Start of MATERIAL PROVIDED

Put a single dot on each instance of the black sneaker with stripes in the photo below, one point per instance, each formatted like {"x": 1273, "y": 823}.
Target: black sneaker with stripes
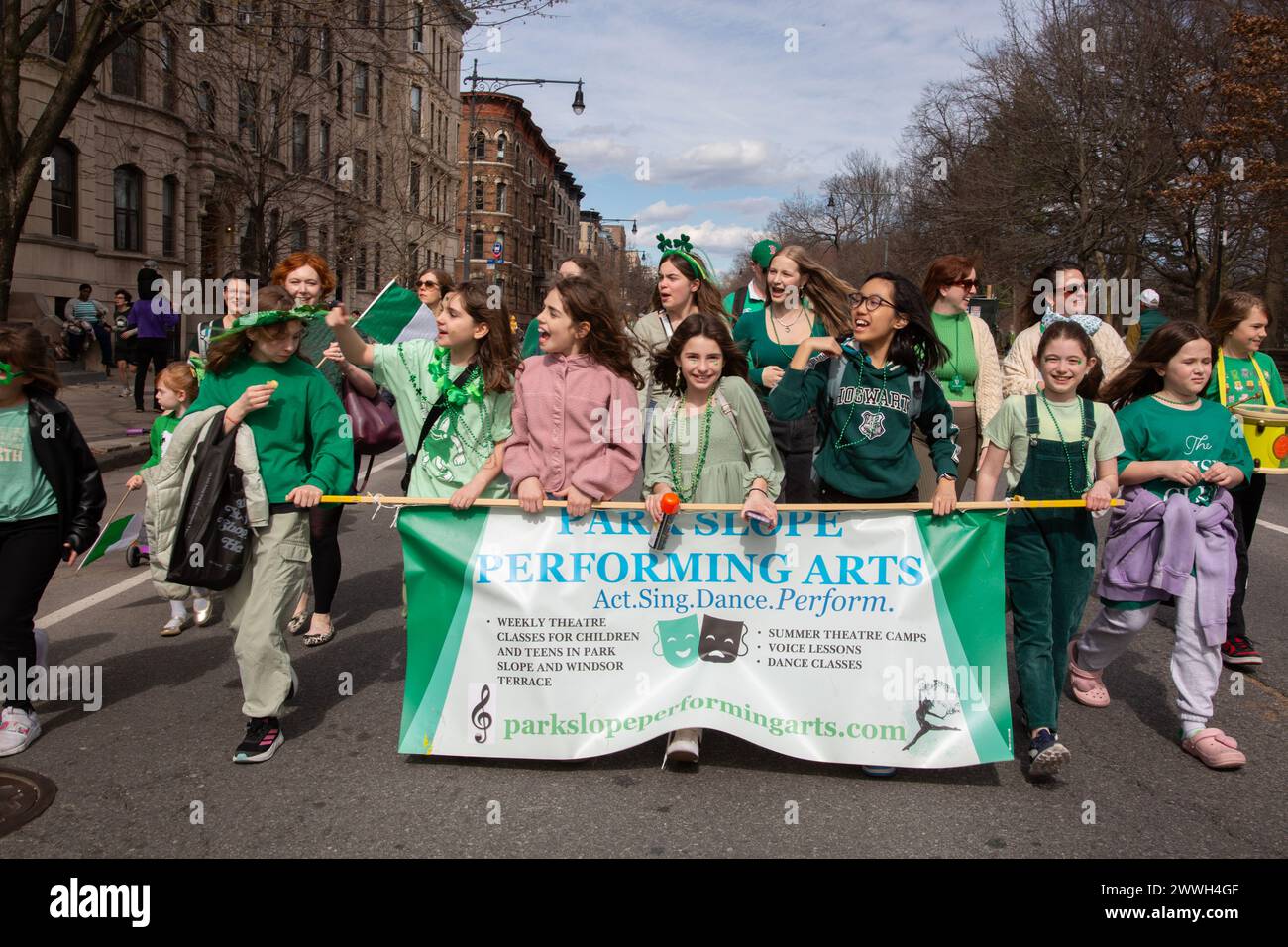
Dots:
{"x": 263, "y": 737}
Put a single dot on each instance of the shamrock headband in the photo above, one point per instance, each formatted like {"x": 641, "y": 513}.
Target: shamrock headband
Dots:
{"x": 682, "y": 248}
{"x": 269, "y": 317}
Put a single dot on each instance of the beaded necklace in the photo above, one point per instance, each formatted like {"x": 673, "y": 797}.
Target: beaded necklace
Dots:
{"x": 885, "y": 376}
{"x": 687, "y": 493}
{"x": 1082, "y": 446}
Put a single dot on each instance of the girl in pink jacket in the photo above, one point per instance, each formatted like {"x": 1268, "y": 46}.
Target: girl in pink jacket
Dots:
{"x": 578, "y": 428}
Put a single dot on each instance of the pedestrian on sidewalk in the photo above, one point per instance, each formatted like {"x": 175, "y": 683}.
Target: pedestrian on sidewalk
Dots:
{"x": 124, "y": 338}
{"x": 51, "y": 501}
{"x": 93, "y": 315}
{"x": 154, "y": 318}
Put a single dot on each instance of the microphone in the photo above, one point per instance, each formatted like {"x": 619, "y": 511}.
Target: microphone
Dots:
{"x": 670, "y": 506}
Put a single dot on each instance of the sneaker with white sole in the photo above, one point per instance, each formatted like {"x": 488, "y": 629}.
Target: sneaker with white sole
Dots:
{"x": 683, "y": 746}
{"x": 263, "y": 737}
{"x": 18, "y": 728}
{"x": 175, "y": 626}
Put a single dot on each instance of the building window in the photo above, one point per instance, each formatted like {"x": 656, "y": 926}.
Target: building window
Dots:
{"x": 168, "y": 215}
{"x": 360, "y": 88}
{"x": 301, "y": 53}
{"x": 128, "y": 206}
{"x": 248, "y": 111}
{"x": 360, "y": 170}
{"x": 128, "y": 69}
{"x": 62, "y": 191}
{"x": 206, "y": 105}
{"x": 300, "y": 144}
{"x": 167, "y": 82}
{"x": 325, "y": 150}
{"x": 62, "y": 30}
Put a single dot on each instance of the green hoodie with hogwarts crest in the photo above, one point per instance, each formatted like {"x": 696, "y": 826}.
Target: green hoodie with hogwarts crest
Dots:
{"x": 866, "y": 418}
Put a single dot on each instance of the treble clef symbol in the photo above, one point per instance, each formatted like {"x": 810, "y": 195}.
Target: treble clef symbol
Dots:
{"x": 482, "y": 719}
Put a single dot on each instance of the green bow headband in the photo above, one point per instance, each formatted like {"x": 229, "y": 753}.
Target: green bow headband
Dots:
{"x": 683, "y": 248}
{"x": 269, "y": 317}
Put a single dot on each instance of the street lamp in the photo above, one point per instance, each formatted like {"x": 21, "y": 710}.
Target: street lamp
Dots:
{"x": 494, "y": 84}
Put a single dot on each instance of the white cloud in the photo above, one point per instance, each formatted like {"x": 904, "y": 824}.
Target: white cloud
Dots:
{"x": 664, "y": 213}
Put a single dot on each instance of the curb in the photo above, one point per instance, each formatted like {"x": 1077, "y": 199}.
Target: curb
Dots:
{"x": 114, "y": 457}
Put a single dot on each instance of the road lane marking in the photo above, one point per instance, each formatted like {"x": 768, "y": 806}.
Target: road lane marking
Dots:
{"x": 97, "y": 598}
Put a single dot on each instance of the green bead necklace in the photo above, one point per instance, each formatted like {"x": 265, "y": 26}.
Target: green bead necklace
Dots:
{"x": 1082, "y": 446}
{"x": 687, "y": 493}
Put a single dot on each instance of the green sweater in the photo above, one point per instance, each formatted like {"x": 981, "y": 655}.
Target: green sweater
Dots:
{"x": 160, "y": 438}
{"x": 301, "y": 436}
{"x": 866, "y": 431}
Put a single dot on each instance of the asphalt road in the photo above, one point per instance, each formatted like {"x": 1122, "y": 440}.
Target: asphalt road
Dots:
{"x": 130, "y": 774}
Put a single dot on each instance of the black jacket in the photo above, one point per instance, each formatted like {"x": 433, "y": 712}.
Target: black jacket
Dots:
{"x": 69, "y": 468}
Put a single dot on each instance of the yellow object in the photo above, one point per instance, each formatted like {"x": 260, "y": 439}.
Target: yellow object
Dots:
{"x": 1266, "y": 429}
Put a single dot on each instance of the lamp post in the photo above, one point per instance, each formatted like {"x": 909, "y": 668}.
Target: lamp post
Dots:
{"x": 494, "y": 84}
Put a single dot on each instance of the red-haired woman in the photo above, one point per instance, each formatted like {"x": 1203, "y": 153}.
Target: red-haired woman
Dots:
{"x": 307, "y": 277}
{"x": 971, "y": 376}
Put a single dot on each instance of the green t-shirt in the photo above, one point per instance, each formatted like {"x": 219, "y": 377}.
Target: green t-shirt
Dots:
{"x": 460, "y": 440}
{"x": 303, "y": 436}
{"x": 752, "y": 337}
{"x": 1241, "y": 385}
{"x": 25, "y": 492}
{"x": 957, "y": 335}
{"x": 1153, "y": 431}
{"x": 162, "y": 428}
{"x": 1010, "y": 431}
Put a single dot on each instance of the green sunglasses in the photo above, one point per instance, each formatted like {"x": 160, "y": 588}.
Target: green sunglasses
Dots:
{"x": 8, "y": 373}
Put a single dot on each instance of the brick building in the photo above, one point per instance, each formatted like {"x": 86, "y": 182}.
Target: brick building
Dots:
{"x": 520, "y": 196}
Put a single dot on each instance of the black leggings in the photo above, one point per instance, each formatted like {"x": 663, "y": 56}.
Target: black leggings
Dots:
{"x": 30, "y": 551}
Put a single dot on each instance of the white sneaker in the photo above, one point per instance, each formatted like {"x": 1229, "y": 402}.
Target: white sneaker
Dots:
{"x": 42, "y": 647}
{"x": 175, "y": 626}
{"x": 204, "y": 611}
{"x": 18, "y": 728}
{"x": 683, "y": 746}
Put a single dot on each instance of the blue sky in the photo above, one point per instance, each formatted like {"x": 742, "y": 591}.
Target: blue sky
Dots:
{"x": 728, "y": 119}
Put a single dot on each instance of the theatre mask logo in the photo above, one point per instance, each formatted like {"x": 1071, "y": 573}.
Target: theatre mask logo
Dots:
{"x": 721, "y": 639}
{"x": 678, "y": 641}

End of MATERIAL PROVIDED

### TASK TO COMPLETE
Repeat every one of the items above word for word, with the pictures omitted from your answer.

### SOLUTION
Put a single dot on each instance of the black sneaker with stripes in the photo below, one point per instance, each formatted like {"x": 1273, "y": 823}.
Target: black sneaker with stripes
Dots:
{"x": 263, "y": 737}
Put a single dot on each instance of the shamrock headband in the photo above, one point per instance, each formatted like {"x": 641, "y": 513}.
Target: shamrock headband
Dots:
{"x": 682, "y": 248}
{"x": 269, "y": 317}
Put a single dot on each instance of the beaded necklace in the photo above, one point per instance, each formatted like {"x": 673, "y": 797}.
Target: beaded necklace
Dots:
{"x": 885, "y": 376}
{"x": 687, "y": 493}
{"x": 1082, "y": 446}
Put a single dot on each instance of the girl in pink jacket in the photo above, one point per instance, each formatted like {"x": 1268, "y": 46}.
Target: girl in pink jacket
Dots:
{"x": 578, "y": 428}
Put a single dot on each instance of the pedestrian on sidewalk in the photo above, one point per instance, each formatted like {"x": 175, "y": 683}.
Target: pedestrian on sidewalk
Dots:
{"x": 124, "y": 338}
{"x": 51, "y": 501}
{"x": 93, "y": 315}
{"x": 154, "y": 318}
Put a single dot on each instance of the microphone in the photo above, one point per instance, each formatted like {"x": 619, "y": 511}.
Target: microphone
Dots:
{"x": 670, "y": 506}
Put a single dot on each instance of the sneaker with white sole in the photo above, one point per instance, each formatted like {"x": 488, "y": 629}.
Target: sneaker with white sole
Dots:
{"x": 683, "y": 746}
{"x": 263, "y": 737}
{"x": 18, "y": 728}
{"x": 175, "y": 626}
Put a single dot on each instance of the building window in the photo above, one point per instance, each formatted like {"x": 656, "y": 926}.
Target: building window
Dots:
{"x": 168, "y": 215}
{"x": 360, "y": 88}
{"x": 301, "y": 53}
{"x": 128, "y": 206}
{"x": 248, "y": 111}
{"x": 360, "y": 170}
{"x": 128, "y": 69}
{"x": 62, "y": 191}
{"x": 206, "y": 105}
{"x": 300, "y": 144}
{"x": 167, "y": 82}
{"x": 325, "y": 150}
{"x": 62, "y": 30}
Put a single dot on each instance of the green hoodie with hogwarts crest in the photo above, one point per instance, each formatted like {"x": 696, "y": 826}.
Target: green hoodie with hogwarts crest
Dots:
{"x": 866, "y": 418}
Put a single dot on each instance of the treble clef symbol in the photo above, one point per instance, each formatted like {"x": 810, "y": 195}.
Target: treble clef symbol
Dots:
{"x": 482, "y": 719}
Put a single dot on each instance of the green bow headband in the photo above, one point per instance, each formatted like {"x": 229, "y": 753}.
Target: green bow headband
Dots:
{"x": 683, "y": 248}
{"x": 269, "y": 317}
Put a single dot on each instance of the street lamp in the photo above, one point per instance, each formatted like {"x": 21, "y": 710}.
Target: street lamp
Dots:
{"x": 494, "y": 84}
Put a single dot on each instance of the white cloud in the photo above, one point per instance, each formatted like {"x": 904, "y": 824}.
Target: white cloud
Dots:
{"x": 664, "y": 213}
Put a single dot on each instance of the curb in the photo above, one point per instance, each formatted like {"x": 1077, "y": 199}.
Target: curb
Dots:
{"x": 114, "y": 457}
Put a single dot on each instance of the road lane marking in the photo above, one point per instance, each formatted like {"x": 768, "y": 806}.
Target: road lane marking
Dots:
{"x": 97, "y": 598}
Put a single dot on each instance of the green bead necklace in the photo above, one point per instance, each formatted like {"x": 265, "y": 26}.
Target: green bead necklace
Dots:
{"x": 1082, "y": 446}
{"x": 687, "y": 493}
Put a single dot on each instance of the green sweater in the photo above, one point per instance, each formatted like {"x": 981, "y": 655}.
Target: green sweater
Dots:
{"x": 160, "y": 438}
{"x": 301, "y": 436}
{"x": 866, "y": 431}
Put a single dot on each instance of the asphalt road in the photo above, one point per instance, each formatted like {"x": 1122, "y": 440}.
Target: asphalt road
Dots:
{"x": 130, "y": 774}
Put a single dot on each instance of the black jacket in the photo above, one point per instance, each formatted like {"x": 433, "y": 712}.
Target: black jacket
Dots:
{"x": 69, "y": 468}
Put a single dot on each instance of the yellow object in the photo above, one point per instance, each formatted like {"x": 260, "y": 439}.
Target: yellow object
Dots:
{"x": 1266, "y": 429}
Put a single dot on each instance of the lamp post in the photo above, one point per instance, each formatted like {"x": 909, "y": 668}.
Target: lamp post
Dots:
{"x": 494, "y": 84}
Put a single dot on each instance of the red-haired woman in the photo above, one point per instance, each formatted like {"x": 1203, "y": 153}.
Target: red-haired woman
Dots:
{"x": 307, "y": 277}
{"x": 971, "y": 376}
Put a single dot on each instance of the green t-shirt in the photo above, one point per instance, each formatted like {"x": 219, "y": 377}.
Target: green t-shirt
Dots:
{"x": 460, "y": 440}
{"x": 303, "y": 436}
{"x": 752, "y": 337}
{"x": 1241, "y": 385}
{"x": 25, "y": 492}
{"x": 957, "y": 335}
{"x": 1153, "y": 431}
{"x": 162, "y": 428}
{"x": 1010, "y": 431}
Put a single dot on each instance of the green sunglasses in the photo above, one point per instance, each formatted like {"x": 160, "y": 588}.
Target: green sunglasses
Dots:
{"x": 8, "y": 373}
Put a single dot on each instance of the brick building in the photo above, one point per instance, each formatted like {"x": 86, "y": 182}.
Target: brick building
Dots:
{"x": 520, "y": 196}
Put a single dot on each instance of the black leggings in the photo above, one point per instance, each formatted like {"x": 663, "y": 56}.
Target: black leggings
Dots:
{"x": 30, "y": 551}
Put a single dot on each instance of the white sneaker in the photo above, one point per instance, each formatted like {"x": 1229, "y": 402}.
Target: white sneaker
Dots:
{"x": 42, "y": 647}
{"x": 175, "y": 626}
{"x": 204, "y": 611}
{"x": 18, "y": 728}
{"x": 683, "y": 746}
Put a single dot on each instance of the blue sky in the photo above, one point per instance, each formatted like {"x": 742, "y": 591}.
Target: blue sky
Dots:
{"x": 728, "y": 119}
Put a single dot on each instance of the theatre mask logo in the photo above, one point per instance, each formatted like {"x": 1071, "y": 573}.
Target: theatre mask logo
Dots:
{"x": 721, "y": 639}
{"x": 678, "y": 641}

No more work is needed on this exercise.